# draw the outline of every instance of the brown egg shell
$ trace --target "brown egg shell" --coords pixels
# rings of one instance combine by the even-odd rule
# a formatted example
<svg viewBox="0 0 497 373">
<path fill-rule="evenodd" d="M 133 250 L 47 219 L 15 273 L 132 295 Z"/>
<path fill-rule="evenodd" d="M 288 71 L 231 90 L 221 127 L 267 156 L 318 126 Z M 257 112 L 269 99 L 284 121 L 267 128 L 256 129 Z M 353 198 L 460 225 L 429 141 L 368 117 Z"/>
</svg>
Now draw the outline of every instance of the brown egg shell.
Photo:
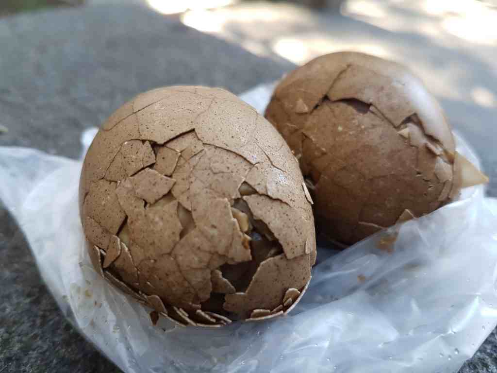
<svg viewBox="0 0 497 373">
<path fill-rule="evenodd" d="M 265 115 L 312 186 L 317 223 L 340 242 L 392 225 L 406 210 L 428 213 L 464 185 L 440 105 L 395 62 L 355 52 L 318 57 L 281 81 Z"/>
<path fill-rule="evenodd" d="M 80 198 L 94 267 L 156 321 L 274 317 L 310 279 L 312 198 L 298 163 L 223 90 L 160 88 L 125 104 L 88 149 Z"/>
</svg>

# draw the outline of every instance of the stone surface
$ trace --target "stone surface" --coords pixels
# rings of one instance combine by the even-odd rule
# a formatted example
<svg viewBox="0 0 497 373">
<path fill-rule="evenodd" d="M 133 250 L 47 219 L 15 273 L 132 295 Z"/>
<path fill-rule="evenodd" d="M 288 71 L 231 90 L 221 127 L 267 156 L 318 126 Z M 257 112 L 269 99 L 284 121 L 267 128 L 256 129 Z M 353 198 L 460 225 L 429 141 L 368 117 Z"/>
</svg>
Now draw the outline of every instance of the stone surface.
<svg viewBox="0 0 497 373">
<path fill-rule="evenodd" d="M 292 67 L 138 6 L 2 19 L 0 45 L 0 125 L 8 128 L 0 145 L 73 158 L 83 128 L 140 92 L 195 84 L 240 93 Z M 65 320 L 1 204 L 0 285 L 0 372 L 120 371 Z"/>
<path fill-rule="evenodd" d="M 138 5 L 94 5 L 0 20 L 0 145 L 76 158 L 80 134 L 162 86 L 240 93 L 280 78 L 274 63 Z"/>
</svg>

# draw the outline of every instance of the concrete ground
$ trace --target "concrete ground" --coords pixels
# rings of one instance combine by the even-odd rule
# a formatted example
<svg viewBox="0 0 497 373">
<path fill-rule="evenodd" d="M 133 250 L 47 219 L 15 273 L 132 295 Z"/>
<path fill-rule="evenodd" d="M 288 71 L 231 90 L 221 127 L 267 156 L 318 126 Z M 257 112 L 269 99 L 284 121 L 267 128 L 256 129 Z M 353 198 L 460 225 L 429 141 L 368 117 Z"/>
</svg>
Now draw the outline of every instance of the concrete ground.
<svg viewBox="0 0 497 373">
<path fill-rule="evenodd" d="M 87 3 L 125 1 L 164 13 L 181 11 L 177 16 L 188 26 L 259 56 L 297 64 L 341 50 L 402 62 L 421 77 L 453 126 L 477 148 L 486 172 L 497 177 L 497 8 L 476 0 L 328 0 L 328 8 L 319 11 L 238 0 Z M 183 11 L 189 6 L 193 10 Z M 489 192 L 497 195 L 497 187 Z"/>
</svg>

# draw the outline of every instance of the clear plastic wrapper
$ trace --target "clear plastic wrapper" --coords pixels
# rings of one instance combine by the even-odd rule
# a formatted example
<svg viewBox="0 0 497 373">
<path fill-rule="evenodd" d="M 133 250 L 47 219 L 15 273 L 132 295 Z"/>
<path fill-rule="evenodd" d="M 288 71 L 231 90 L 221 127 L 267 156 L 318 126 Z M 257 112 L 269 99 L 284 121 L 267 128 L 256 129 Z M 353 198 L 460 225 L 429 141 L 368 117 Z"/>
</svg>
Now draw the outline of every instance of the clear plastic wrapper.
<svg viewBox="0 0 497 373">
<path fill-rule="evenodd" d="M 242 98 L 262 111 L 271 91 Z M 84 134 L 86 146 L 95 132 Z M 309 289 L 287 316 L 217 329 L 153 326 L 151 310 L 91 266 L 78 210 L 81 164 L 0 148 L 0 198 L 64 314 L 125 372 L 455 372 L 497 324 L 497 201 L 479 186 L 343 251 L 319 243 Z"/>
</svg>

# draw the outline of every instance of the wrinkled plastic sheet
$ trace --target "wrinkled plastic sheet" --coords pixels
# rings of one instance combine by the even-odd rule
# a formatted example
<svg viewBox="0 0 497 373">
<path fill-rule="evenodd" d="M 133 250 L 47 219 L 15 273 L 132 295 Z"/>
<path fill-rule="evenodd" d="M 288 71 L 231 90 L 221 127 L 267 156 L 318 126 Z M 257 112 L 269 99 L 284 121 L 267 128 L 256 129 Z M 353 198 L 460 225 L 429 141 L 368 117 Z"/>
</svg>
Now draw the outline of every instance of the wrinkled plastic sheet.
<svg viewBox="0 0 497 373">
<path fill-rule="evenodd" d="M 271 92 L 243 98 L 263 111 Z M 85 133 L 86 146 L 95 133 Z M 478 164 L 459 137 L 457 148 Z M 81 164 L 0 148 L 0 198 L 62 312 L 125 372 L 455 372 L 497 323 L 497 202 L 480 186 L 345 251 L 320 242 L 309 289 L 287 317 L 154 326 L 150 309 L 92 269 L 78 210 Z M 392 250 L 379 248 L 395 234 Z"/>
</svg>

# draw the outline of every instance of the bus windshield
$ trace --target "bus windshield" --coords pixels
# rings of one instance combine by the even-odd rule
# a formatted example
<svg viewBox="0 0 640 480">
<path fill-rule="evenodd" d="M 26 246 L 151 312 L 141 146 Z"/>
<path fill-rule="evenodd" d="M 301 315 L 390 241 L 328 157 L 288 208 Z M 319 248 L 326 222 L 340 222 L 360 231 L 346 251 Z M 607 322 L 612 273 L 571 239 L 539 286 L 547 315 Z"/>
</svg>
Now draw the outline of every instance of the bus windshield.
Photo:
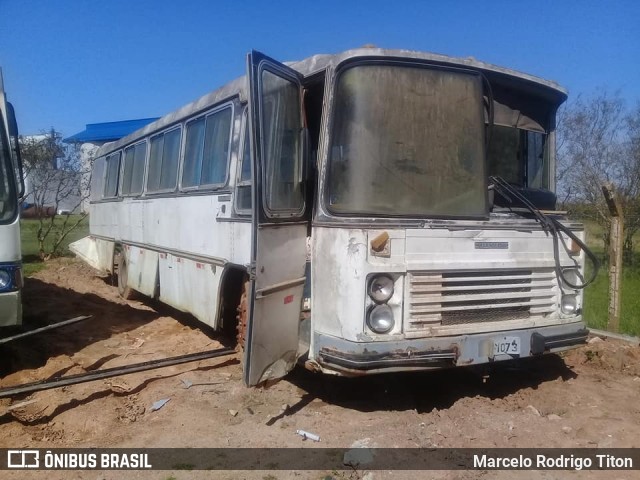
<svg viewBox="0 0 640 480">
<path fill-rule="evenodd" d="M 486 216 L 482 80 L 362 64 L 337 80 L 328 207 L 336 214 Z"/>
<path fill-rule="evenodd" d="M 9 142 L 4 129 L 0 113 L 0 223 L 12 221 L 16 208 L 16 194 L 13 183 L 13 168 L 9 154 Z"/>
</svg>

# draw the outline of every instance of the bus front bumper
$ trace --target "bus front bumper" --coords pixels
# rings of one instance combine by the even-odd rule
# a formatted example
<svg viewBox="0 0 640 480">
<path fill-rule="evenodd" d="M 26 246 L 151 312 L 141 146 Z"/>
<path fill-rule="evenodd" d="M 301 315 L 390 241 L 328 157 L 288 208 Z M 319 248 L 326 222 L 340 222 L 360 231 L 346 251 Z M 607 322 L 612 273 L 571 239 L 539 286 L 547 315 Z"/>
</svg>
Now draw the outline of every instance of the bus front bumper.
<svg viewBox="0 0 640 480">
<path fill-rule="evenodd" d="M 385 342 L 350 342 L 315 333 L 314 357 L 321 370 L 341 374 L 438 369 L 560 352 L 584 344 L 588 334 L 582 321 L 521 330 Z M 512 341 L 519 339 L 519 353 L 494 353 L 494 344 L 505 338 Z"/>
<path fill-rule="evenodd" d="M 16 292 L 0 293 L 0 327 L 22 323 L 22 295 Z"/>
</svg>

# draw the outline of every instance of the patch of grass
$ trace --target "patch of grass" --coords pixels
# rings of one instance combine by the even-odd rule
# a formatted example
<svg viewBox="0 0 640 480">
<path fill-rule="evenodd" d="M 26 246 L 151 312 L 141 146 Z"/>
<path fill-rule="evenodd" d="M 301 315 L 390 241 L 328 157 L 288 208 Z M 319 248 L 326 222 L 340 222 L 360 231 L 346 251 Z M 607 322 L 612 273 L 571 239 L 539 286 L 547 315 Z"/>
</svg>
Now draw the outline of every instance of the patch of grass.
<svg viewBox="0 0 640 480">
<path fill-rule="evenodd" d="M 601 229 L 598 225 L 586 224 L 587 242 L 600 259 L 605 259 L 595 281 L 584 291 L 583 318 L 589 327 L 607 329 L 609 318 L 609 272 L 603 251 Z M 631 265 L 622 270 L 620 332 L 640 335 L 640 238 L 634 238 L 636 251 Z M 588 262 L 587 262 L 588 263 Z M 590 265 L 587 265 L 589 268 Z"/>
<path fill-rule="evenodd" d="M 68 225 L 73 225 L 79 219 L 79 215 L 70 215 Z M 49 234 L 45 242 L 45 248 L 50 249 L 53 245 L 56 233 L 62 228 L 64 217 L 57 216 L 54 223 L 54 229 Z M 20 220 L 20 237 L 22 242 L 22 267 L 23 273 L 29 277 L 45 267 L 45 262 L 40 259 L 38 252 L 38 226 L 39 221 L 34 218 Z M 89 217 L 82 220 L 80 225 L 67 235 L 63 241 L 61 254 L 63 256 L 71 255 L 69 252 L 69 244 L 75 242 L 89 234 Z"/>
</svg>

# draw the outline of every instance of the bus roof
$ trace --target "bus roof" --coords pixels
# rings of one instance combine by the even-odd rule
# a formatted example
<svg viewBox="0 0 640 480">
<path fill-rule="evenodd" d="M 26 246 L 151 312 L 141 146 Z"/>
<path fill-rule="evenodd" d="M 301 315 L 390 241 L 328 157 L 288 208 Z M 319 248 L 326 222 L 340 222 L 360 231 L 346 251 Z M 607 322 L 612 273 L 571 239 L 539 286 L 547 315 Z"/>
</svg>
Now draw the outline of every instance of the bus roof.
<svg viewBox="0 0 640 480">
<path fill-rule="evenodd" d="M 338 54 L 313 55 L 304 60 L 285 63 L 289 67 L 301 73 L 303 76 L 308 77 L 326 70 L 330 65 L 337 66 L 342 62 L 355 58 L 416 59 L 442 66 L 448 65 L 464 67 L 480 71 L 491 80 L 517 86 L 519 89 L 529 92 L 532 95 L 540 96 L 554 105 L 560 105 L 567 99 L 567 90 L 552 80 L 545 80 L 527 73 L 481 62 L 473 57 L 449 57 L 447 55 L 437 53 L 417 52 L 412 50 L 389 50 L 375 47 L 362 47 L 347 50 Z M 156 131 L 163 130 L 175 123 L 181 122 L 185 118 L 189 118 L 198 112 L 205 111 L 224 100 L 236 96 L 240 98 L 240 101 L 246 101 L 246 76 L 236 78 L 222 87 L 203 95 L 199 99 L 161 117 L 155 122 L 136 130 L 120 140 L 105 144 L 97 151 L 96 155 L 102 156 L 108 152 L 118 150 L 142 137 L 150 135 Z"/>
</svg>

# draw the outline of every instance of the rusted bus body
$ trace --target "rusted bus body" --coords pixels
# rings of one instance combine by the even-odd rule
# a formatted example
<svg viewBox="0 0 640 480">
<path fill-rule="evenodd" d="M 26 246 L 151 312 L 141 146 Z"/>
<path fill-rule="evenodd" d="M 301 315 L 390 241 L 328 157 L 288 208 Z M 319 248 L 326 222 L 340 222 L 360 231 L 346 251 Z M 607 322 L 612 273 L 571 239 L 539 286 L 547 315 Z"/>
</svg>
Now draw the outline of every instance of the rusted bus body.
<svg viewBox="0 0 640 480">
<path fill-rule="evenodd" d="M 561 87 L 368 48 L 287 65 L 253 52 L 247 69 L 102 147 L 77 253 L 214 328 L 244 305 L 248 385 L 298 361 L 362 375 L 584 341 L 551 237 L 487 190 L 499 175 L 550 208 Z M 579 249 L 558 261 L 582 276 Z"/>
<path fill-rule="evenodd" d="M 23 194 L 18 129 L 0 69 L 0 327 L 22 323 L 19 199 Z"/>
</svg>

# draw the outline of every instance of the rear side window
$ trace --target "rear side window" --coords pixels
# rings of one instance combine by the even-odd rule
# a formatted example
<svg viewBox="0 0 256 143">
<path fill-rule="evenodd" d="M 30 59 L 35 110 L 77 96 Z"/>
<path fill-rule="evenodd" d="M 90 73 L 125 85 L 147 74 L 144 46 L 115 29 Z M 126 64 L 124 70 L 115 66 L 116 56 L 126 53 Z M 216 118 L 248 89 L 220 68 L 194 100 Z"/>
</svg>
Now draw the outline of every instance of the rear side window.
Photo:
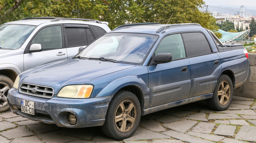
<svg viewBox="0 0 256 143">
<path fill-rule="evenodd" d="M 99 27 L 91 25 L 90 25 L 90 27 L 92 29 L 93 32 L 95 36 L 95 38 L 96 39 L 107 33 L 104 29 Z"/>
<path fill-rule="evenodd" d="M 200 32 L 182 33 L 188 57 L 211 53 L 211 48 L 204 35 Z"/>
</svg>

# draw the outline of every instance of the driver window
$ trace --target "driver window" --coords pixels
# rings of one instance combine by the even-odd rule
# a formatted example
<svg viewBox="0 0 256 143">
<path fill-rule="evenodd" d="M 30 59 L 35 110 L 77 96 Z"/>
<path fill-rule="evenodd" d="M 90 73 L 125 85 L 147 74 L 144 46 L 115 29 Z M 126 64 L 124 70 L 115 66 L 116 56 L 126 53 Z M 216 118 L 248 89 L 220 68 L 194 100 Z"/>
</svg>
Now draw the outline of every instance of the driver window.
<svg viewBox="0 0 256 143">
<path fill-rule="evenodd" d="M 48 27 L 41 30 L 35 37 L 31 44 L 40 44 L 43 50 L 62 48 L 60 25 Z"/>
<path fill-rule="evenodd" d="M 171 53 L 173 60 L 186 57 L 185 48 L 180 34 L 166 36 L 162 40 L 156 51 L 159 53 Z"/>
</svg>

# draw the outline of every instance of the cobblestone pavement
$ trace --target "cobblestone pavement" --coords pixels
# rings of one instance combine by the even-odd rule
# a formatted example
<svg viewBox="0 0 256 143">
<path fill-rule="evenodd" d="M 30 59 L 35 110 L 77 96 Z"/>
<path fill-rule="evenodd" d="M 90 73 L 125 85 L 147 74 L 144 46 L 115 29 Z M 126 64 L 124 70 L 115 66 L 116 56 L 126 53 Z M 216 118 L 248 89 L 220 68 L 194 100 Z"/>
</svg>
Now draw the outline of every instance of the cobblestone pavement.
<svg viewBox="0 0 256 143">
<path fill-rule="evenodd" d="M 131 137 L 115 140 L 98 127 L 58 127 L 9 111 L 0 114 L 2 143 L 246 143 L 256 142 L 256 100 L 234 96 L 227 110 L 209 110 L 204 101 L 141 117 Z"/>
</svg>

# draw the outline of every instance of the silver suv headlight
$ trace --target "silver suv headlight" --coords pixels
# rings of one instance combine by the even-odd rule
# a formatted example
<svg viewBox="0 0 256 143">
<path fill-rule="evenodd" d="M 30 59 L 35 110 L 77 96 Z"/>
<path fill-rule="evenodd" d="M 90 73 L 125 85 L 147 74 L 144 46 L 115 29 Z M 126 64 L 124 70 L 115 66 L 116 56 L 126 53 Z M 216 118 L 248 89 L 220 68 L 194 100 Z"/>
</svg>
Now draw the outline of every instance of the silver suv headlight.
<svg viewBox="0 0 256 143">
<path fill-rule="evenodd" d="M 93 91 L 92 85 L 71 85 L 63 87 L 57 96 L 71 98 L 87 98 Z"/>
</svg>

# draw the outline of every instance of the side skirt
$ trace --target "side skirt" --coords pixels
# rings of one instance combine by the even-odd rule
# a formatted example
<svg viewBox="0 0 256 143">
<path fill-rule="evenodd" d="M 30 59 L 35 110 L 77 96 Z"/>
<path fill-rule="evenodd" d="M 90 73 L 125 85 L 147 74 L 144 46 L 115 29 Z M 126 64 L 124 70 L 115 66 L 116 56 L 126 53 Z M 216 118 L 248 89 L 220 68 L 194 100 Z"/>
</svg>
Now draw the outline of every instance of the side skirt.
<svg viewBox="0 0 256 143">
<path fill-rule="evenodd" d="M 186 99 L 175 102 L 168 103 L 166 104 L 156 106 L 142 109 L 141 111 L 141 116 L 145 115 L 180 105 L 184 105 L 188 103 L 211 98 L 212 97 L 213 93 L 211 93 L 199 96 L 188 98 Z"/>
</svg>

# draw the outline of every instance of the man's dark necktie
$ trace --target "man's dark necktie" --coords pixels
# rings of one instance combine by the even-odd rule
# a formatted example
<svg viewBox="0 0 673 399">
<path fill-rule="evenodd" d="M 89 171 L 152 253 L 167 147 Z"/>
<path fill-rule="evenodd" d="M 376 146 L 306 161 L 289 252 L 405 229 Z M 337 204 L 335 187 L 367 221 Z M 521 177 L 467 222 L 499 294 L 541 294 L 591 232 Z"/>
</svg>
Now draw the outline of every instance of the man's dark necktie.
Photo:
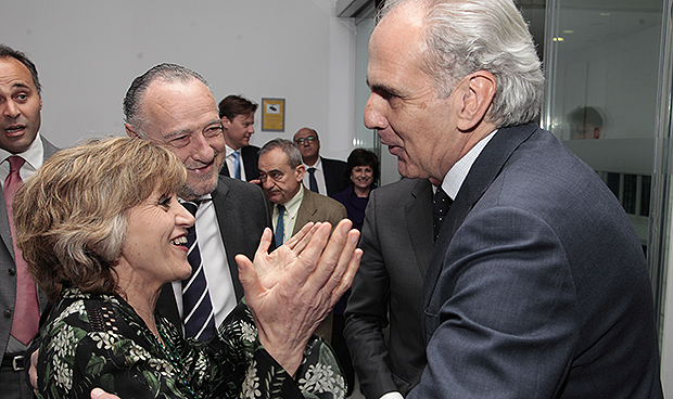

========================================

#### REQUIRED TASK
Repeat only the lines from the line with "# draw the outline of every instance of the man's" to the end of the entries, including both the first and the last line, and drop every picture.

#### WORKED ANSWER
# draw the outline of every instance of the man's dark necktie
$ trace --target "man's dark necktie" --coords pixels
# rings of one instance combine by the even-odd rule
# a formatted example
<svg viewBox="0 0 673 399">
<path fill-rule="evenodd" d="M 89 171 L 152 253 L 167 147 Z"/>
<path fill-rule="evenodd" d="M 376 146 L 306 161 L 289 252 L 405 229 Z M 337 204 L 335 187 L 367 221 Z M 521 177 L 467 222 L 499 294 L 541 294 L 591 232 Z"/>
</svg>
Now draw the outline of every instance of the man's dark necktie.
Photo:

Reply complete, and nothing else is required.